- **TAREA PROPUESTA**
Responda a estas preguntas a partir del texto fuente:
1. ¿Qué tres tipos de competencias es preciso distinguir?
2. ¿Qué nivel administrativo podría integrarse en las Autonomías?
3. ¿Qué deben saber los ciudadanos en cada caso?

- **TEXTO FUENTE**
▬▬▬

En el ordenamiento jurídico actual no están claras las competencias generales, las autonómicas y las locales. Es preciso distinguir entre competencias exclusivas del Estado Nacional, competencias propias (nunca exclusivas) de las Comunidades Autónomas y competencias locales o municipales. Existe otro conjunto de competencias que podemos considerar concurrentes, que deben ser asumidas en cada caso por un nivel de gobierno u otro y en régimen de colaboración, coordinando el ejercicio de esas competencias.
Me niego a pensar que prevalezcan necesariamente los sentimientos irracionales, el miedo al vecino, los mitos históricos, la complacencia en imaginarios rasgos de identidad, frente a la conciencia democrática que asegura la libertad e igualdad entre todos los ciudadanos
Tampoco se trata de recentralizar el Estado. Las Autonomías pueden ser reforzadas mediante la integración de las competencias y presupuestos de las Diputaciones, un nivel administrativo del que se puede prescindir sin ninguna distorsión grave del sistema actual. De lo que se trata, entre otros objetivos, es de alcanzar una mayor eficacia, y de que los ciudadanos conozcan mejor las competencias de los distintos niveles de organización del Estado, sabiendo en cada caso a quién deben exigir responsabilidades.

▬▬▬

- **EXTRACTO DE DATOS**
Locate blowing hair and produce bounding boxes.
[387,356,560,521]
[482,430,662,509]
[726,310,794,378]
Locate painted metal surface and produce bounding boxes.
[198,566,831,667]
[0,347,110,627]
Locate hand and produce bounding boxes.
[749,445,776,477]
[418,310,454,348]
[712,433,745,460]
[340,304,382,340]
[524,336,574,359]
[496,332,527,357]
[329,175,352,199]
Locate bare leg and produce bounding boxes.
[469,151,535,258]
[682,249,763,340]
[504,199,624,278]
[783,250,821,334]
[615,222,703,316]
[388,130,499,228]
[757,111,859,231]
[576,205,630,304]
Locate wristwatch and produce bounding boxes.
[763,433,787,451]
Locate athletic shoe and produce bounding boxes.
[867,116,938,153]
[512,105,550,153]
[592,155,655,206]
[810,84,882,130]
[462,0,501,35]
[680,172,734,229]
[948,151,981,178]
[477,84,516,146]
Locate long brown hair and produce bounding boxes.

▬▬▬

- **SOLUCIÓN**
1. Las competencias exclusivas del Estado Nacional, las competencias propias (nunca exclusivas) de las Comunidades Autónomas y las competencias locales o municipales.
2. Las Diputaciones, con sus competencias y presupuestos.
3. A quién deben exigir responsabilidades.